• [What is asked] Extract every line of the listing below and reproduce each one word for word, leaving the pictures out of your answer.

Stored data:
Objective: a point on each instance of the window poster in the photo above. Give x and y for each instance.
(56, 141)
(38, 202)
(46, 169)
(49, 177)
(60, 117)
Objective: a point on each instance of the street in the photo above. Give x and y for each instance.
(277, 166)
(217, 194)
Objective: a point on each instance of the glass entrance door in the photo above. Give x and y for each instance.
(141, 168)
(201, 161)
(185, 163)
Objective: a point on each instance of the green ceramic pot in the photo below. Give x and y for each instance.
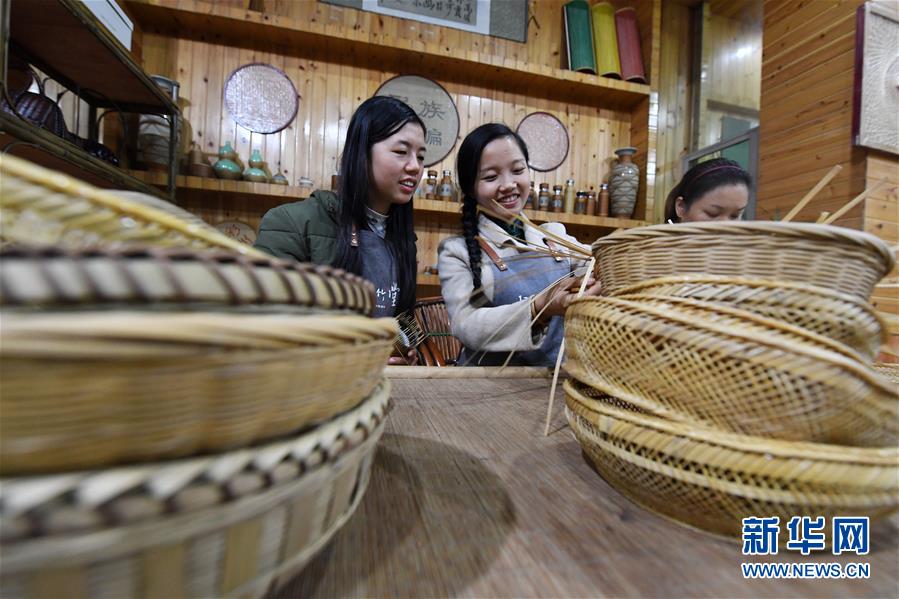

• [Answer]
Objective: a point on each instance of the window poster in the photo above. Give x and y for each instance.
(56, 141)
(38, 202)
(46, 169)
(49, 177)
(60, 117)
Objective: a point on each instance of the street in the photo above. Give x and y for each instance.
(277, 166)
(217, 194)
Objective: a point on each instance of the glass entrance door in the photo above. Give x and y for each instance.
(141, 168)
(201, 161)
(185, 163)
Objective: a point on each instance of the green ceramic pot in the photo below. Give x and y for each instance.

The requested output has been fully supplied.